(STORED DATA)
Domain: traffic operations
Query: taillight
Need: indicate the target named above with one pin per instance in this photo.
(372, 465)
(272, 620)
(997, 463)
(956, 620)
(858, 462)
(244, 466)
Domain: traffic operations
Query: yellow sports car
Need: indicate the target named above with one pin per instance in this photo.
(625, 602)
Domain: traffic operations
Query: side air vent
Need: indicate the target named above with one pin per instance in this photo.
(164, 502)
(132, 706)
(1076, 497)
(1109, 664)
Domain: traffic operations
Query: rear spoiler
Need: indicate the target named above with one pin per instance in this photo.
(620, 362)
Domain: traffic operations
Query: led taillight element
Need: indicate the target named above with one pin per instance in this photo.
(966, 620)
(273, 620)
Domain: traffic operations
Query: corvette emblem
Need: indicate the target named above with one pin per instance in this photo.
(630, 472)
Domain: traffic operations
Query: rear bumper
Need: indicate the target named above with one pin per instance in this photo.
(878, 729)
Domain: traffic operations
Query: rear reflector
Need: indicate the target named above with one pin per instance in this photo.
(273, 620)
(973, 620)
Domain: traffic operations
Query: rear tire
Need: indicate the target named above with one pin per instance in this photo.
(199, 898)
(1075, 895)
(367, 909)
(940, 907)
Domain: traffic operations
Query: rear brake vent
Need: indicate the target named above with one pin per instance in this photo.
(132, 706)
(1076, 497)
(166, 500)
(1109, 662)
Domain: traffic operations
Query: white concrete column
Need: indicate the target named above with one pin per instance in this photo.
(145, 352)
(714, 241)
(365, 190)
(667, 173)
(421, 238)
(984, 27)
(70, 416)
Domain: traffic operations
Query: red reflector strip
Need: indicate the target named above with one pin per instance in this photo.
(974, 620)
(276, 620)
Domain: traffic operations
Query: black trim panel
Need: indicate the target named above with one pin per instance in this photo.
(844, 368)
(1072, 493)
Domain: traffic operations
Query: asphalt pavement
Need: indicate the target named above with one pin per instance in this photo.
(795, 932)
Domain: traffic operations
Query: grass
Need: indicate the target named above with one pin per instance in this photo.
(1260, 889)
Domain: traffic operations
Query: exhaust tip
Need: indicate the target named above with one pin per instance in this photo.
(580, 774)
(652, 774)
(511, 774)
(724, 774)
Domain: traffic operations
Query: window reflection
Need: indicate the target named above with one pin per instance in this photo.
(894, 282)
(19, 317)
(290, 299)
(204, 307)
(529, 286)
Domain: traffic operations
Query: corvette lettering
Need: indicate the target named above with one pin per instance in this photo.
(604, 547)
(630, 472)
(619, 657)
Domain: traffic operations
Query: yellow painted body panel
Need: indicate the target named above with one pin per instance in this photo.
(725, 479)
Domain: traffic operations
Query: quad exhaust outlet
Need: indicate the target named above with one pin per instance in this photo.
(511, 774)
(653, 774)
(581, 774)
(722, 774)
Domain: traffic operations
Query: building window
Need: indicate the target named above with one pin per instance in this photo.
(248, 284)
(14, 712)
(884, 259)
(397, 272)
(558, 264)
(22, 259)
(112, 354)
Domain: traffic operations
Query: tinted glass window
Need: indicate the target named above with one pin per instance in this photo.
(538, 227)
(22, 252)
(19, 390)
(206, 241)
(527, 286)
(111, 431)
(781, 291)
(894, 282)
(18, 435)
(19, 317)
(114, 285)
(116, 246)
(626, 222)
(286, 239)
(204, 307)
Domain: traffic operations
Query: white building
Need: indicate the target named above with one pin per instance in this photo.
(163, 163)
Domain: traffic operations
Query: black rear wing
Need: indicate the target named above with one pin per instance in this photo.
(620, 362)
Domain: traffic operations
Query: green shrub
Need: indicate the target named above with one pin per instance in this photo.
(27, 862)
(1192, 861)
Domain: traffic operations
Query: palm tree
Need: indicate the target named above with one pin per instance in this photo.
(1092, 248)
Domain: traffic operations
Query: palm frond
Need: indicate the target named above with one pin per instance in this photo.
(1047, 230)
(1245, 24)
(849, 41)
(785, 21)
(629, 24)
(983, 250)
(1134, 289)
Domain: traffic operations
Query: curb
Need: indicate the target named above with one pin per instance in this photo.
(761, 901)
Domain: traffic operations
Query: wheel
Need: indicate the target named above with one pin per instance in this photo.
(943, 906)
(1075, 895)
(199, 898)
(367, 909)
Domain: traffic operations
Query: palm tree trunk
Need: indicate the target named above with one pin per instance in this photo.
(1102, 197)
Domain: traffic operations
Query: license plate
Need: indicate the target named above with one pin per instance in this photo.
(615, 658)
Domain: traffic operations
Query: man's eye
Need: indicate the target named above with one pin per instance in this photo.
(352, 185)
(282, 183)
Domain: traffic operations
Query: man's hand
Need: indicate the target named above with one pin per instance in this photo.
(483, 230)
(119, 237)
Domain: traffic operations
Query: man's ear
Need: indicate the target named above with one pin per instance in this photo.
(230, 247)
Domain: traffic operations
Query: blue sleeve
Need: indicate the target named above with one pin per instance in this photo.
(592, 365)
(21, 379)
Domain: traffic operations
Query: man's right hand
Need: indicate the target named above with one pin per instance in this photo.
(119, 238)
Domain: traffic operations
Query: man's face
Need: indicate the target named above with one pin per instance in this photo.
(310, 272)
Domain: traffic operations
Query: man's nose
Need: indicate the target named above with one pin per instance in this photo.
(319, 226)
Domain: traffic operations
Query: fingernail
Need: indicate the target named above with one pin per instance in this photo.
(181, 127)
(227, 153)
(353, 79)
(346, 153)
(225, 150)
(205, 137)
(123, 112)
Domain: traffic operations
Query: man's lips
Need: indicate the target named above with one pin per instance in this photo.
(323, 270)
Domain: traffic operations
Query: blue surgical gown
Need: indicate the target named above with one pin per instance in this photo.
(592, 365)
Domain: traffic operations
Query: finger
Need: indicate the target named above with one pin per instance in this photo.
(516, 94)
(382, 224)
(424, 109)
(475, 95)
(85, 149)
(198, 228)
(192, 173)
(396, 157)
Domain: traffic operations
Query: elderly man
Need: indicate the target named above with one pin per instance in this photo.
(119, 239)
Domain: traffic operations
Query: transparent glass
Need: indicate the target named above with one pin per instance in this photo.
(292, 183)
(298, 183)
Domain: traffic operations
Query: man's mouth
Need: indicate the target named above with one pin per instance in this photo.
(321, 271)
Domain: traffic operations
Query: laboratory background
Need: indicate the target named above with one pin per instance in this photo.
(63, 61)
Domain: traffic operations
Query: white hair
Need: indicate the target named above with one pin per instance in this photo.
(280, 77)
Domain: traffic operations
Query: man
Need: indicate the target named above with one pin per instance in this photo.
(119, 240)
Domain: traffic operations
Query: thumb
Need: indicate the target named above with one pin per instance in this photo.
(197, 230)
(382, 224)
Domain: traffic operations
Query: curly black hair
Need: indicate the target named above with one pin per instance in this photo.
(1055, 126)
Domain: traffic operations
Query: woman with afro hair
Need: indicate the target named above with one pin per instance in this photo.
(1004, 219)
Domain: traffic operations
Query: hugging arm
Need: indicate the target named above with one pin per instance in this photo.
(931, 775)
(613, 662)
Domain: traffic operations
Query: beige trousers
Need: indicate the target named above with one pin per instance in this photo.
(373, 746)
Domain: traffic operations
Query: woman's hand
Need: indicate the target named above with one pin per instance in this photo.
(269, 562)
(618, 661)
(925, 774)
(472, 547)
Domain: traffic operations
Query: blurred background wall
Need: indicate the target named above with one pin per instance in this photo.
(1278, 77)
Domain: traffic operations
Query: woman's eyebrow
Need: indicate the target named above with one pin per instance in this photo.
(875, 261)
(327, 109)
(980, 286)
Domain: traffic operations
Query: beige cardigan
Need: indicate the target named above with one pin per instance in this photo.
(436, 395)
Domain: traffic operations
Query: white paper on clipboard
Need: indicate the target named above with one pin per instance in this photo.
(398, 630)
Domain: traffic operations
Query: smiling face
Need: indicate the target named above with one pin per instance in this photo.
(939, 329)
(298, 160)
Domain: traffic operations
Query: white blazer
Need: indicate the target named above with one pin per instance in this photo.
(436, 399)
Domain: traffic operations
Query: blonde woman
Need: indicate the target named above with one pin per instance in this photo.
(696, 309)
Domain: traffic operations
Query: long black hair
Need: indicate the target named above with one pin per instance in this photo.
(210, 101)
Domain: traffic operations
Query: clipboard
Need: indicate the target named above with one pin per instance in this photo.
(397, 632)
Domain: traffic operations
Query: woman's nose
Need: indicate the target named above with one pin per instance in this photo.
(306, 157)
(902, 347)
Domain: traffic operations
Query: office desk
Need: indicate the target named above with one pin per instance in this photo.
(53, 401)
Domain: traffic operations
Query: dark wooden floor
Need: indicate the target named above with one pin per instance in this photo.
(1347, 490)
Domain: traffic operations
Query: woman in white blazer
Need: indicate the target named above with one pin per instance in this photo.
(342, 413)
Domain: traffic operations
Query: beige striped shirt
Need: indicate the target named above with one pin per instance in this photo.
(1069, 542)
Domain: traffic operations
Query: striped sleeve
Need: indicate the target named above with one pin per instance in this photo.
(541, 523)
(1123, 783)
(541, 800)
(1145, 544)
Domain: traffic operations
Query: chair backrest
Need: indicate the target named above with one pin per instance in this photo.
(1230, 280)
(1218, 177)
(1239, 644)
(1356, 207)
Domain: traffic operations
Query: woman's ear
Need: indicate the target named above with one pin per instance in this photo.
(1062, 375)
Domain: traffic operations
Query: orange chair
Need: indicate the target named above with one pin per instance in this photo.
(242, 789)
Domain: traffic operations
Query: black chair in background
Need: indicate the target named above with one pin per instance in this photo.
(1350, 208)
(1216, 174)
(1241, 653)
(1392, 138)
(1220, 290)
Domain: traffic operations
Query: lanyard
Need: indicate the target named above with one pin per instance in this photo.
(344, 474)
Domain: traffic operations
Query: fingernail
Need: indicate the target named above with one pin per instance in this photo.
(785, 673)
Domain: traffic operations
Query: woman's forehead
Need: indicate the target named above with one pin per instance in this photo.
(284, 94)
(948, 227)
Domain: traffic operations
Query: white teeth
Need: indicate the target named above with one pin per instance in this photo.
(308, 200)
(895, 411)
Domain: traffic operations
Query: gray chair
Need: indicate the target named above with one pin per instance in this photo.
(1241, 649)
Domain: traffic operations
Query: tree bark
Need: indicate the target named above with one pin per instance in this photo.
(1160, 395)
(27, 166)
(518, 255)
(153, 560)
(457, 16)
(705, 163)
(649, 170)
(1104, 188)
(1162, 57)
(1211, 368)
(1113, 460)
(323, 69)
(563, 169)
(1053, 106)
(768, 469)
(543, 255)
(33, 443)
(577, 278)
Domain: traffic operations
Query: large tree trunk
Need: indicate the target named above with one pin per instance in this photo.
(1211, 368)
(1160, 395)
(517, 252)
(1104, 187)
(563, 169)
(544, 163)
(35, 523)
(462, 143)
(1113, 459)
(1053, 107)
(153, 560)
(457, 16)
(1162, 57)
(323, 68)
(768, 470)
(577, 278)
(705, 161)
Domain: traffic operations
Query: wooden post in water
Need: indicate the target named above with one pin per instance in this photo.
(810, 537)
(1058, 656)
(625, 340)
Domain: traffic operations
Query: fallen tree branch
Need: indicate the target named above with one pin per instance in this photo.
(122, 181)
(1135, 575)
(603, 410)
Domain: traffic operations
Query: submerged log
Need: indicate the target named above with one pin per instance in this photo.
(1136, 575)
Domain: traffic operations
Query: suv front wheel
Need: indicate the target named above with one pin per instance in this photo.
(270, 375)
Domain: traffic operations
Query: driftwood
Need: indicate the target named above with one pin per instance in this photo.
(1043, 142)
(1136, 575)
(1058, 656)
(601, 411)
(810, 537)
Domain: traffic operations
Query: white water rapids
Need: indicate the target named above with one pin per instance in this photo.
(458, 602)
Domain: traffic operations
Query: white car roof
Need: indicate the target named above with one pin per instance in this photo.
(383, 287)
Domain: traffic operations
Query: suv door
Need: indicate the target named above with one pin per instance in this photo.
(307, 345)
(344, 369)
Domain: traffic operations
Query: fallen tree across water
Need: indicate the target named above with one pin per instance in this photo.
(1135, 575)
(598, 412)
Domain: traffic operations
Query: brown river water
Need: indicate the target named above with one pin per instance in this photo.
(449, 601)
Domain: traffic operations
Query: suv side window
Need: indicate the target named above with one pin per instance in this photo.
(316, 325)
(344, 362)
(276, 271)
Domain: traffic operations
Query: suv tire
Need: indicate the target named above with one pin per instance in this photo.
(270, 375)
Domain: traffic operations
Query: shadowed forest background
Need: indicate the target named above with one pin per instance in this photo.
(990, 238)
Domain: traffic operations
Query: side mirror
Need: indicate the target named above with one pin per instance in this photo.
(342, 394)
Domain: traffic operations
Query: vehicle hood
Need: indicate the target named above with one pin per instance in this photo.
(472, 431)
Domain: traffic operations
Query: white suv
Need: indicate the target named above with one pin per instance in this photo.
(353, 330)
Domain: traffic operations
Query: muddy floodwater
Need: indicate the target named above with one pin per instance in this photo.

(WHAT IS BEING ASKED) Count the lines in the entries above that contain the word "reflector", and reply with only the number.

(RESPONSE) 2